Short problem ->
Please carry over the records starting at the line that contains "Locate the sea in" and ending at the line that contains "x=775, y=209", both ends and all requests included. Shift every coordinate in the answers by adding 17 to each number.

** begin Record list **

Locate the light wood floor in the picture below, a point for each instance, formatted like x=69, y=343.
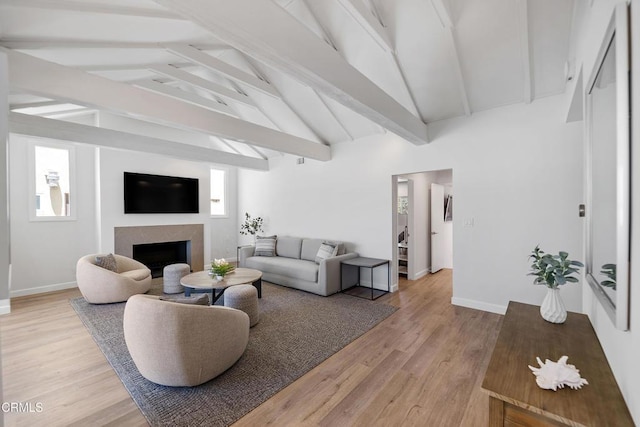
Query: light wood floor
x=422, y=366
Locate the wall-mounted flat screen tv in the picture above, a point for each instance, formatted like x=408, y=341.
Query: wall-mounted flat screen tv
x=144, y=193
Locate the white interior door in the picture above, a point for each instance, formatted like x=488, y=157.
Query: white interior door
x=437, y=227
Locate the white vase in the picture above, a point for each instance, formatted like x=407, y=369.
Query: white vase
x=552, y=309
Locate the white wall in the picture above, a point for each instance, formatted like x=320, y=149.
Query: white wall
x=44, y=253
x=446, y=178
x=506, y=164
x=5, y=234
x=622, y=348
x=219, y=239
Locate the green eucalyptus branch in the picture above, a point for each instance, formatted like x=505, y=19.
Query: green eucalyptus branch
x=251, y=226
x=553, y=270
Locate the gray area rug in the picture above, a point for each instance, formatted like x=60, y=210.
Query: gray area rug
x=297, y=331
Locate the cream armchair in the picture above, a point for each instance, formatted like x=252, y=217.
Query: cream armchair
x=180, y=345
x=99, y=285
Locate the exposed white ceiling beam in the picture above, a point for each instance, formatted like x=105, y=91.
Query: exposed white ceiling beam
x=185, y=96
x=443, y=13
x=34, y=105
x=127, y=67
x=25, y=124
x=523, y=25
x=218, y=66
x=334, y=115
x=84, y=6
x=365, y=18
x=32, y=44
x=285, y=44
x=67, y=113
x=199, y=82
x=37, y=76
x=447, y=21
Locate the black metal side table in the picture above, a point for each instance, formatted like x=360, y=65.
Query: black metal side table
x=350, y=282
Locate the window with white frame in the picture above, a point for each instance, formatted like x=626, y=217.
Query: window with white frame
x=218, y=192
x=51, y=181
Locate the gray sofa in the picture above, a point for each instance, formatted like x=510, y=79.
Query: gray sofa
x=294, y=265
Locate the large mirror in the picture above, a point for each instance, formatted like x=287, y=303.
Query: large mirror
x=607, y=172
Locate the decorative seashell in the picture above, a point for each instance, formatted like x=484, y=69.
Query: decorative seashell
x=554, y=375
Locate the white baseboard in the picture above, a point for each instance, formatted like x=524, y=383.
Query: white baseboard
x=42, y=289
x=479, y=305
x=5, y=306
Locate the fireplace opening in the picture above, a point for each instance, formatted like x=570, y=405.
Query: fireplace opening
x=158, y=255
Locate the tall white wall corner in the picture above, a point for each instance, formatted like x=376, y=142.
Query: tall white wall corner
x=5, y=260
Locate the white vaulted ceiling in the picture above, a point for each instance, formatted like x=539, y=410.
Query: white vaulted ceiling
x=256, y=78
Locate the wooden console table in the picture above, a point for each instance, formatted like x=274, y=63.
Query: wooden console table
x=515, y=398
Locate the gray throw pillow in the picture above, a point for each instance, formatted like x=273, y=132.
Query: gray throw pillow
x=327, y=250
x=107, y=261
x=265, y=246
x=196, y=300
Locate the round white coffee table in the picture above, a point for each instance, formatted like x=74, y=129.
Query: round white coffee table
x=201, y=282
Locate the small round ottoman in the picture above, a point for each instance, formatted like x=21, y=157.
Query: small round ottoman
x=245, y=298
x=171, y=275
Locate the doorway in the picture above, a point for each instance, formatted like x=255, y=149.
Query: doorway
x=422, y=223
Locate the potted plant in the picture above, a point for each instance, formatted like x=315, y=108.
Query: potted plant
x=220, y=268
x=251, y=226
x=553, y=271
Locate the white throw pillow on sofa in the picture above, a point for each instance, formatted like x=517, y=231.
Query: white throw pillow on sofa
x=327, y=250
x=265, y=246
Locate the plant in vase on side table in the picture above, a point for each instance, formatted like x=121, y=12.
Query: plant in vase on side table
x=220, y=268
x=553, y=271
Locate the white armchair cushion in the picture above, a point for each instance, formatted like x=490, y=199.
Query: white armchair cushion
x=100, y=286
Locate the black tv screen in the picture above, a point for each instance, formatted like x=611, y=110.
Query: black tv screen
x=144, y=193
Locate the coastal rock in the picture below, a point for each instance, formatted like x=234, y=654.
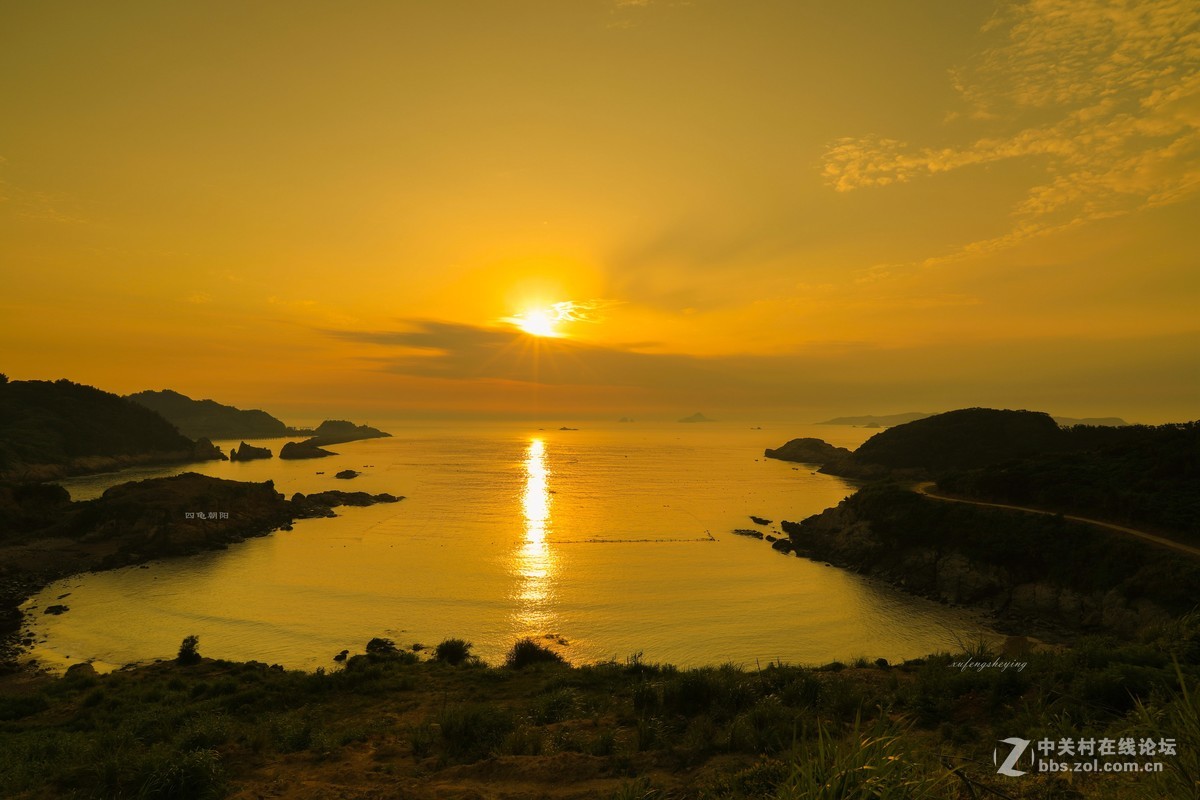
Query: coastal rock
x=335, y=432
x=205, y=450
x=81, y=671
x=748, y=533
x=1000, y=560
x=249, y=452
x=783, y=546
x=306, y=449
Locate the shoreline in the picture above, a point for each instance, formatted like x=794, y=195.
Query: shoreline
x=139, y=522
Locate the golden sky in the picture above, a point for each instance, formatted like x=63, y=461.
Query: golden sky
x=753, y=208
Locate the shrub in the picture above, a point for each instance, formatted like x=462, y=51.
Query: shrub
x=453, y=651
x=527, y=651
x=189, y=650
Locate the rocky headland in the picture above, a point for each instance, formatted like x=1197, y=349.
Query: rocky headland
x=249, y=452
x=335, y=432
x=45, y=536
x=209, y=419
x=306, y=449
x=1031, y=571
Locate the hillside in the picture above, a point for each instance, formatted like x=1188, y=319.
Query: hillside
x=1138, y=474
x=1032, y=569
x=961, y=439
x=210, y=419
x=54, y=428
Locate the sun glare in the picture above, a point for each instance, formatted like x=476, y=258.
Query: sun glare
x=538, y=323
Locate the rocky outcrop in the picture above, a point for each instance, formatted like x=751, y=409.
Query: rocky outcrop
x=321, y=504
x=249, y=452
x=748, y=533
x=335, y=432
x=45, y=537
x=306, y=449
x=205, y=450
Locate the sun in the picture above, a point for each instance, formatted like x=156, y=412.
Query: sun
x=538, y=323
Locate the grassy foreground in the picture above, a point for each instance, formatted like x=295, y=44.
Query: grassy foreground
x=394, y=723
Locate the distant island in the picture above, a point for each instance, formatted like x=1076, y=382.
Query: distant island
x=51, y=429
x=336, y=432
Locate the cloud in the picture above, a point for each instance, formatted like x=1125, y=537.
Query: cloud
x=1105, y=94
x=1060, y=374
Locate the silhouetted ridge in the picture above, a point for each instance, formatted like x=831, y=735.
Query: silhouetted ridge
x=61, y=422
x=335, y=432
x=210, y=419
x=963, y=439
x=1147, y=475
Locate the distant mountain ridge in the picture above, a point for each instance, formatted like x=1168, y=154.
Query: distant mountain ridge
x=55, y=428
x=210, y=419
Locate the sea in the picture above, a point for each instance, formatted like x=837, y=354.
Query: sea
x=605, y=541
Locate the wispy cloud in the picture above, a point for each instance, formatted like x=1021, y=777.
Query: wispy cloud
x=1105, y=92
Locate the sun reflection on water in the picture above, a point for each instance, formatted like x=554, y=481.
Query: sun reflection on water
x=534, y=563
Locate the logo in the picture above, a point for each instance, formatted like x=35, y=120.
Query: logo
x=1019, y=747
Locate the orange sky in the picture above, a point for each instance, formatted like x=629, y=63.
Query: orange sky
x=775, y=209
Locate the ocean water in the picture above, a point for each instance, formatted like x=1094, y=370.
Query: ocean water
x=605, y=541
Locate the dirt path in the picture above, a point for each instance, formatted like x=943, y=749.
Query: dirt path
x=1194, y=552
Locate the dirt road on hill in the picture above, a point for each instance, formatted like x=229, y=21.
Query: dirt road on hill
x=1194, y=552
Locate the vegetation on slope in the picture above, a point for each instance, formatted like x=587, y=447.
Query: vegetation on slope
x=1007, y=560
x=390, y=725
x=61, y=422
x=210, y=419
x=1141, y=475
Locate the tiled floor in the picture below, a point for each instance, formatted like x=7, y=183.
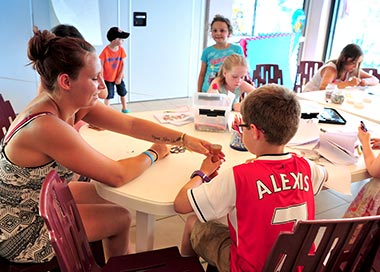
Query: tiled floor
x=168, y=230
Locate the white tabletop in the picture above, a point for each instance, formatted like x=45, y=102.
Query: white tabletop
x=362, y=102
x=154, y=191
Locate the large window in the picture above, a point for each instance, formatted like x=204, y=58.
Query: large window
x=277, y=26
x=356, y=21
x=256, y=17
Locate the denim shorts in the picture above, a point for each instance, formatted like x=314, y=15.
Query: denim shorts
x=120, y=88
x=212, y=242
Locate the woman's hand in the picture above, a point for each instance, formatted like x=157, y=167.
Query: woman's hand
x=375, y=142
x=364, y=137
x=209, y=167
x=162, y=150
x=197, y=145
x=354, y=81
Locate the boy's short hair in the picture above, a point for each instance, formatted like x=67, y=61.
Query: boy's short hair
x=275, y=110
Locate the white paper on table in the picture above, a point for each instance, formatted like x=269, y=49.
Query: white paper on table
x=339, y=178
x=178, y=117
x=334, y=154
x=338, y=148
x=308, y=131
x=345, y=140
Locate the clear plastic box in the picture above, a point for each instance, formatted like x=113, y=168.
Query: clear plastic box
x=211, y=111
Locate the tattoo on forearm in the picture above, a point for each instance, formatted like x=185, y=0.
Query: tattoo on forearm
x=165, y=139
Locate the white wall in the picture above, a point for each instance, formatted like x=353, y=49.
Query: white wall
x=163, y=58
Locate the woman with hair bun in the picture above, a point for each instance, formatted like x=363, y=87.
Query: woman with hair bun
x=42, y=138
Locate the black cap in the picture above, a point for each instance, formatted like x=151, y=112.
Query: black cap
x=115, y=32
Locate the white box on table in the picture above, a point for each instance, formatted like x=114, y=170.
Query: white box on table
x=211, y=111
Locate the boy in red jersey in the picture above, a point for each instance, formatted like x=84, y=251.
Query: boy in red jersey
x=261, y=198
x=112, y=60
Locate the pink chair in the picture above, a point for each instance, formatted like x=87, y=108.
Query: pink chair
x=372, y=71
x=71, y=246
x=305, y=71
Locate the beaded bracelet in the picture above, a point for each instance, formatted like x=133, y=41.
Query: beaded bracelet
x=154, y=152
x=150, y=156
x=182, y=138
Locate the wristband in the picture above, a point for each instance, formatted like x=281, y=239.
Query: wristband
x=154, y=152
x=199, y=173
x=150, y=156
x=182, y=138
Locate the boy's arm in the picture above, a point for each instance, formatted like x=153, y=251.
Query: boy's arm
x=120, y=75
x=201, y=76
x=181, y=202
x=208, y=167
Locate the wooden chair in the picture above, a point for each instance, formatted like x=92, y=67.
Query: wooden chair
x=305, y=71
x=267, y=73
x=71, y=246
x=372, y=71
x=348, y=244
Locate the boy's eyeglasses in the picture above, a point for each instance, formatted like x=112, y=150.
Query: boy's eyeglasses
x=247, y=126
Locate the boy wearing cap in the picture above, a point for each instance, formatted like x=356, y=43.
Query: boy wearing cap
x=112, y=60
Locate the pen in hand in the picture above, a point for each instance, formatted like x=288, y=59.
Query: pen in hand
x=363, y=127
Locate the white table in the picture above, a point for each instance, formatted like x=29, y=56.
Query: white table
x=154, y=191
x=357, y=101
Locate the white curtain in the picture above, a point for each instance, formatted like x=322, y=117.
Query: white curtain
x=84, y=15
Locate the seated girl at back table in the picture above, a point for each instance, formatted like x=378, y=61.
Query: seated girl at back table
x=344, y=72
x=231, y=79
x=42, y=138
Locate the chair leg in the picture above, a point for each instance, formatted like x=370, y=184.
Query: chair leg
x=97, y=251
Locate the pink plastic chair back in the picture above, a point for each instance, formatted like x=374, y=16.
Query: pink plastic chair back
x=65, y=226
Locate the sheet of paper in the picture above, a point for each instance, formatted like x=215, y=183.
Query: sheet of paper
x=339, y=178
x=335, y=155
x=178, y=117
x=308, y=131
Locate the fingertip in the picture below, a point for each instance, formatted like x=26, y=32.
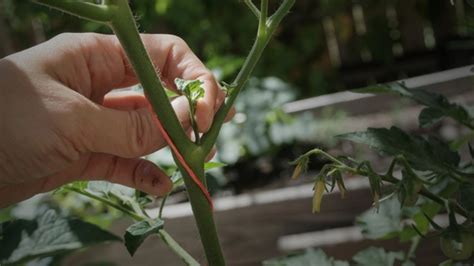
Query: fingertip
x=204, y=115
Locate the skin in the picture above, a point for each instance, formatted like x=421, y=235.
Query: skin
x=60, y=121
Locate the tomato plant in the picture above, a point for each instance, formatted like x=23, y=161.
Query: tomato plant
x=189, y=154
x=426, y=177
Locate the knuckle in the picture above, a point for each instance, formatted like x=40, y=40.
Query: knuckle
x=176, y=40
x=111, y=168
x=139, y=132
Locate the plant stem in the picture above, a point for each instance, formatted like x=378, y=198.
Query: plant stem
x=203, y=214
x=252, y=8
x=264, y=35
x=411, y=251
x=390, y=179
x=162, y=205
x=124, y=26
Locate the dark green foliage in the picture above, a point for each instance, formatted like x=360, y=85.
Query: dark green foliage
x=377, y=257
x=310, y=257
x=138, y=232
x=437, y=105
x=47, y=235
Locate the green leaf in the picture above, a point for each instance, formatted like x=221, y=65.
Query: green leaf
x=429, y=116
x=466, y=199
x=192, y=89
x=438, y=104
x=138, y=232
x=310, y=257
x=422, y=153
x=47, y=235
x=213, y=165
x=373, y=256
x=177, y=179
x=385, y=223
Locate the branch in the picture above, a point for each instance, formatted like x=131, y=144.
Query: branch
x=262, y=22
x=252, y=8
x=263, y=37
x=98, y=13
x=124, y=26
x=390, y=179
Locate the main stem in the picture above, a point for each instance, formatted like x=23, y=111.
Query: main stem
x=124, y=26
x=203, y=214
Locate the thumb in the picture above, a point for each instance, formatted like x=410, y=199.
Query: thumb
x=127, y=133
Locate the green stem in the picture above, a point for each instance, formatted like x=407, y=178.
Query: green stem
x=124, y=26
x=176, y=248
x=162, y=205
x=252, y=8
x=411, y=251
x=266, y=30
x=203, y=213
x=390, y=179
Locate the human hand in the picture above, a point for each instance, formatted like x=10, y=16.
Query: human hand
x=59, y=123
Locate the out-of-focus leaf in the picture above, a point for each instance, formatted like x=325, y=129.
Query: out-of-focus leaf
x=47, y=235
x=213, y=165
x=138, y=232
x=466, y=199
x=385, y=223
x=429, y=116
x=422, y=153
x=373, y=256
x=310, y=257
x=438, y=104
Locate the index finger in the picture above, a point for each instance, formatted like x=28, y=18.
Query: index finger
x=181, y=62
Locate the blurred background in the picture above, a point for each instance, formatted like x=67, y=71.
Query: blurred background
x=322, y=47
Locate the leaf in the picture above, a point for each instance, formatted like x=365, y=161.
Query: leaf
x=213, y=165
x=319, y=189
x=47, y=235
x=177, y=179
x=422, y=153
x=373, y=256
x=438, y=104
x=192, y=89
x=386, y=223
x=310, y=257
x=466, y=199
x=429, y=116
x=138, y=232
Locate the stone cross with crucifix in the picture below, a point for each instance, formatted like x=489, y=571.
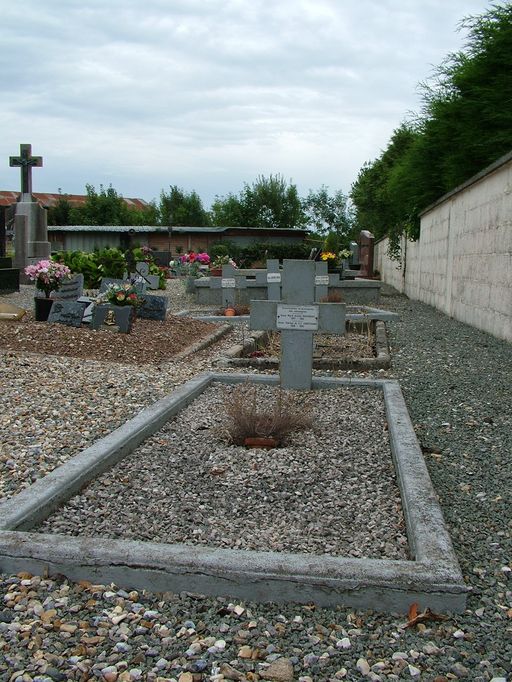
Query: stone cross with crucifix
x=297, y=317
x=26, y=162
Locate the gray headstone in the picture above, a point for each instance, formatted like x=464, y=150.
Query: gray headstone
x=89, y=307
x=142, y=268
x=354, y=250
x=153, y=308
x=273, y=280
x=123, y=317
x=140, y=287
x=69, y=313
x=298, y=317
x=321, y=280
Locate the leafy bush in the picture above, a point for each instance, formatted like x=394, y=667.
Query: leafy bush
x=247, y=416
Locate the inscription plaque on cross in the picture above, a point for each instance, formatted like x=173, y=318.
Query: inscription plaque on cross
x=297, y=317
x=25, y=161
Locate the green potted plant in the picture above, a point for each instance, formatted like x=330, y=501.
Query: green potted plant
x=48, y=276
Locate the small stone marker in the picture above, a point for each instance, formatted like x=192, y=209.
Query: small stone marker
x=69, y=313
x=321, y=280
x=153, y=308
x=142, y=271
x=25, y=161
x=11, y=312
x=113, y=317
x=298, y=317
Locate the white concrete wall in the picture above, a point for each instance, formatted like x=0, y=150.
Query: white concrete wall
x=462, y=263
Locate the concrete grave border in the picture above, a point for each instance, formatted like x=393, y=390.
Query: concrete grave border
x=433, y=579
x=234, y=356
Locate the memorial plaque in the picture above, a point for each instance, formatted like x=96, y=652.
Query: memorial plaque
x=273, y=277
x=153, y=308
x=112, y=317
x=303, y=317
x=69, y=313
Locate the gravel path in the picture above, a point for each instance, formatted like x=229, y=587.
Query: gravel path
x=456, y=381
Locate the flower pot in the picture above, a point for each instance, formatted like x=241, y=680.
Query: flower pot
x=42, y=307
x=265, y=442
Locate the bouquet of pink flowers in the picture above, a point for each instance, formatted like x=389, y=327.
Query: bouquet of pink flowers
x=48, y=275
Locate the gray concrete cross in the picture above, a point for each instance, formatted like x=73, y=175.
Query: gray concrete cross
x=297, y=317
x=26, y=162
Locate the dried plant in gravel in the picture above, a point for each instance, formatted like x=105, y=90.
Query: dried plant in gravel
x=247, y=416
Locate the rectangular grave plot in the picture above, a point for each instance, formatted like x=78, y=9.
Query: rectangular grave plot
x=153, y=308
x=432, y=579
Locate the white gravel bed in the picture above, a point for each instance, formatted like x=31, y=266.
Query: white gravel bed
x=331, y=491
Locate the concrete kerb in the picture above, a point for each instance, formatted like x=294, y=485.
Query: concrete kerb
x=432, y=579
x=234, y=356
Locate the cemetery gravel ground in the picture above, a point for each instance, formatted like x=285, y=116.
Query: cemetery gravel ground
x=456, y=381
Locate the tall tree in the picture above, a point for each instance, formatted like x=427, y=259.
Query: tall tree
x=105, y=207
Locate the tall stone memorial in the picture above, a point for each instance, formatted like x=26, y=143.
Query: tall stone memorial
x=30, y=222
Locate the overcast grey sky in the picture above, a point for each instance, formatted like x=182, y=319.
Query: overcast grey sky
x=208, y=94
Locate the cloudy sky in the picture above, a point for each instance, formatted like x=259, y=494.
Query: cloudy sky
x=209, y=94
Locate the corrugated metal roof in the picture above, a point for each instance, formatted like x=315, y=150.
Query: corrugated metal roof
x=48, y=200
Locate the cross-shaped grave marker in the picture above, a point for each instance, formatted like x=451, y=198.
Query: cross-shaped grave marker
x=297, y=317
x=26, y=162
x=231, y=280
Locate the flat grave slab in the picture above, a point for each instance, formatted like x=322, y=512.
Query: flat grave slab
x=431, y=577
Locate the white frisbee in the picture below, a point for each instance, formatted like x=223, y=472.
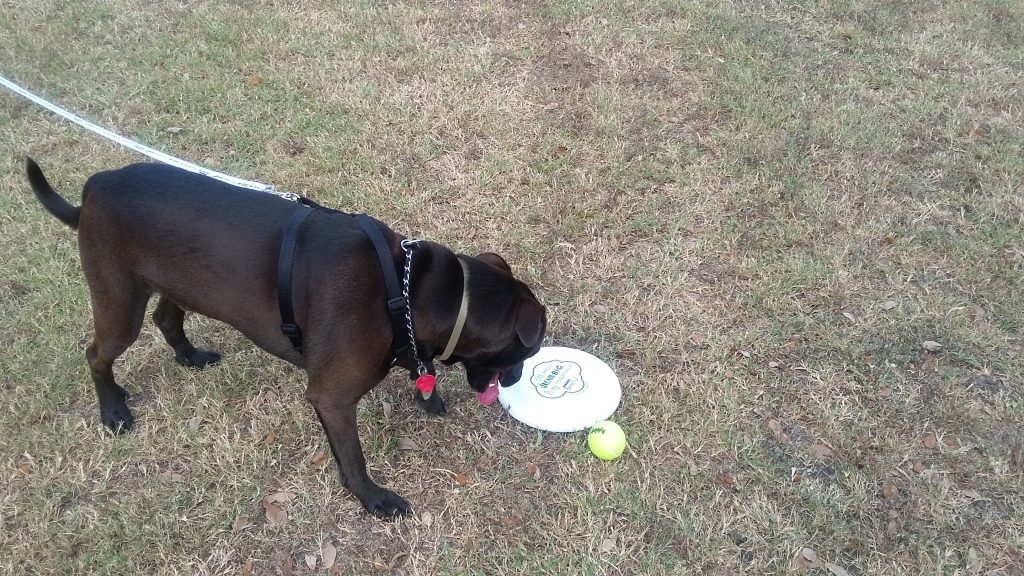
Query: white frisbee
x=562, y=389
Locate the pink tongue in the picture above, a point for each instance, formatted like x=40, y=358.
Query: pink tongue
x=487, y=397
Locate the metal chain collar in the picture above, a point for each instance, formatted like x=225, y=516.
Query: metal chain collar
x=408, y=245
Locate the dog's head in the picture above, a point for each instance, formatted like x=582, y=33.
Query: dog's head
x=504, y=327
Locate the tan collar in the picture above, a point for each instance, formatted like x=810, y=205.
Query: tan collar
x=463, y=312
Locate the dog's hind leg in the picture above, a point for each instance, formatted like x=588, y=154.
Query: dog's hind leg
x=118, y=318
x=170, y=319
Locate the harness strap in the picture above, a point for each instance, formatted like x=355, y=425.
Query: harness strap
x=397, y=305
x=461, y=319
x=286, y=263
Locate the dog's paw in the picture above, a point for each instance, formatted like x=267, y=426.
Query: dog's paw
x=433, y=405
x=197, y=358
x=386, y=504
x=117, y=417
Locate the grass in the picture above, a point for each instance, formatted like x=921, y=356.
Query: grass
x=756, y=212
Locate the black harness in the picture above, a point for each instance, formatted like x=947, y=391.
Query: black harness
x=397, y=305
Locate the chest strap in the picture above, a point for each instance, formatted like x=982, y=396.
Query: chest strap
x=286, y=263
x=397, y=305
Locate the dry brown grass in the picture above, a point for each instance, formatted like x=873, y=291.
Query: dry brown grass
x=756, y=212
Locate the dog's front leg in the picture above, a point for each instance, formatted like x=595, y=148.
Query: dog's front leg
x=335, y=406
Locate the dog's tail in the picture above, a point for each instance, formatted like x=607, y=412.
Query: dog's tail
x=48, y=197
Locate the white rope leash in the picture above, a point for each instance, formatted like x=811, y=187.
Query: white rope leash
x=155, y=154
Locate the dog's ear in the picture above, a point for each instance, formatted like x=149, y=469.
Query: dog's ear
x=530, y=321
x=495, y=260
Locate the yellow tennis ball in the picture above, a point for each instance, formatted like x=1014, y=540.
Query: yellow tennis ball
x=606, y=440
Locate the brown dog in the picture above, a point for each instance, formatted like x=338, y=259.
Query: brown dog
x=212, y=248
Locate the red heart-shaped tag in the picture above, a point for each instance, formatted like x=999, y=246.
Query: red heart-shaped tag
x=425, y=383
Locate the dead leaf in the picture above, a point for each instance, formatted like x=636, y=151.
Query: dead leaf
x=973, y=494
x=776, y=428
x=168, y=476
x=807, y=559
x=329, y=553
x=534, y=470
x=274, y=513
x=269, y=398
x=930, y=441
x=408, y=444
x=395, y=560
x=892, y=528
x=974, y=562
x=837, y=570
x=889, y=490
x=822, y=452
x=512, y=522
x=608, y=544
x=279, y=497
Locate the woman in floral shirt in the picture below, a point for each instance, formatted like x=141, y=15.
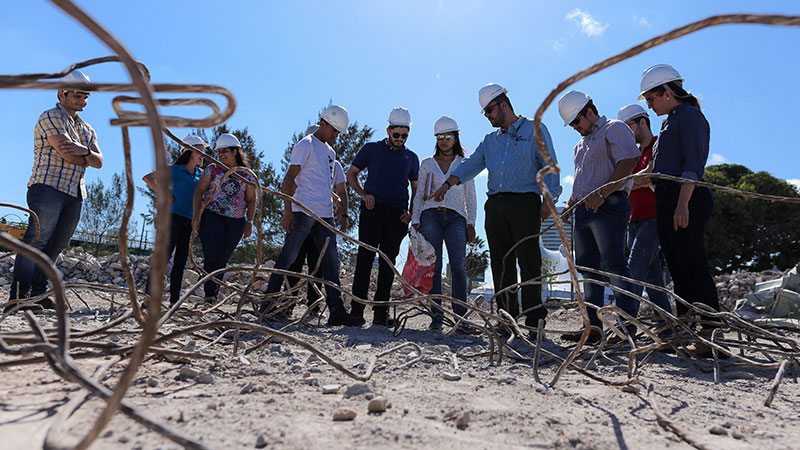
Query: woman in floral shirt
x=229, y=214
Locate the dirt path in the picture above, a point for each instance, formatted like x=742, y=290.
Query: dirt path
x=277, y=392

** end Record list **

Task solution ->
Locate the sea in the picture above, a point for each instance, formatted like x=837, y=354.
Query: sea
x=622, y=558
Locate the wispy cloud in the picture above, a point for each instance, formatted like x=1021, y=777.
Query: wispy cloud
x=1122, y=109
Locate the sun reflection on water in the picture above, a point for each instance, formatted like x=554, y=481.
Query: sun reflection on water
x=551, y=580
Locate the logo in the picture above, a point for each instance, formatted like x=35, y=120.
Query: logo
x=1036, y=764
Locate the orange sky in the picture above, a point for each instance, formatted like x=629, y=63.
Query: orange sky
x=792, y=226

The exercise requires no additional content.